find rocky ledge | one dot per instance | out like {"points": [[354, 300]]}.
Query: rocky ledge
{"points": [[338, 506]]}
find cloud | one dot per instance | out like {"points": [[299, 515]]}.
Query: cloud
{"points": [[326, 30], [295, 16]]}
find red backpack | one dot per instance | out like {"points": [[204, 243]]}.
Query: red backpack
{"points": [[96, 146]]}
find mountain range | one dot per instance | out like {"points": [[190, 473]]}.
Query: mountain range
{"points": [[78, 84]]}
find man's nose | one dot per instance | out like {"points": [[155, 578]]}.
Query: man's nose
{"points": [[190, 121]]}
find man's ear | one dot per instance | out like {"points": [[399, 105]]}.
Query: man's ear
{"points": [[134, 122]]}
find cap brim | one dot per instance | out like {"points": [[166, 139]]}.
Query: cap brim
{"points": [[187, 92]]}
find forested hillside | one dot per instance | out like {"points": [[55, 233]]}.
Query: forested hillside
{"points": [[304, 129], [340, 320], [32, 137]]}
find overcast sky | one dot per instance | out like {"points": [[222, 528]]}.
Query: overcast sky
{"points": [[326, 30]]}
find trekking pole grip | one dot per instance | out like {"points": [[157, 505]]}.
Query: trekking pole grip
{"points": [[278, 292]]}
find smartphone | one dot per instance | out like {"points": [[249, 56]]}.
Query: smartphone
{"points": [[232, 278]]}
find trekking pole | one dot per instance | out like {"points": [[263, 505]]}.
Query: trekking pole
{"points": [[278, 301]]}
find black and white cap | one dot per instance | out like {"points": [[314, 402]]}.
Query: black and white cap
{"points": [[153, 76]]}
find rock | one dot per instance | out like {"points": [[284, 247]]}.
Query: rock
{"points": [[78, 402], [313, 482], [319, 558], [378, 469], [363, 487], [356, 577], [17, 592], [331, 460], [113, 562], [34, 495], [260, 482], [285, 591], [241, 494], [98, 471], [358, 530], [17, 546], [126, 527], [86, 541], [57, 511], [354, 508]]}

TASK TO CARRY OUT:
Can you return all of the records above word for word, with every character left unchanged?

RESPONSE:
find rocky ledge | one dot per instance | out like {"points": [[354, 300]]}.
Query: rocky ledge
{"points": [[338, 506]]}
find cloud | one dot per instance | out like {"points": [[299, 515]]}.
Query: cloud
{"points": [[326, 30], [295, 16]]}
find red backpack | one dot per instance | out like {"points": [[204, 243]]}.
Query: red backpack
{"points": [[96, 146]]}
find mountain range | one dot per instance | out like {"points": [[190, 473]]}.
Query: mountain range
{"points": [[78, 84]]}
find man's nose | one dot per instance | out like {"points": [[155, 578]]}.
Query: man's nose
{"points": [[190, 121]]}
find man's ear | one dot per instance | out like {"points": [[399, 105]]}.
Query: man's ear
{"points": [[134, 122]]}
find cap brim | one dot per instance | out like {"points": [[166, 139]]}.
Query: cap brim
{"points": [[187, 92]]}
find forested hillside | one dot per instance | out like {"points": [[55, 233]]}.
Query: forested hillside
{"points": [[304, 129], [340, 320], [32, 137]]}
find overcast sky | one dot per instance | out like {"points": [[222, 528]]}.
Query: overcast sky
{"points": [[326, 30]]}
find trekking pole grip | one dot per instance | out like {"points": [[157, 505]]}.
Query: trekking pole grip
{"points": [[278, 292]]}
find smartphone | one dot per instance | out like {"points": [[249, 56]]}.
Query: smartphone
{"points": [[232, 278]]}
find trekking pole | one dot per instance | out like {"points": [[263, 505]]}.
Query: trekking pole
{"points": [[278, 301]]}
find black and white cap | one dot per instance | out like {"points": [[314, 402]]}.
Query: black and white cap
{"points": [[153, 76]]}
find rock | one dot per instance | out like {"points": [[284, 247]]}.
Query: rock
{"points": [[78, 402], [313, 482], [319, 558], [378, 469], [363, 487], [356, 577], [17, 592], [331, 460], [113, 562], [34, 495], [260, 482], [285, 591], [241, 494], [98, 471], [358, 530], [17, 546], [126, 527], [86, 541], [57, 511], [354, 508]]}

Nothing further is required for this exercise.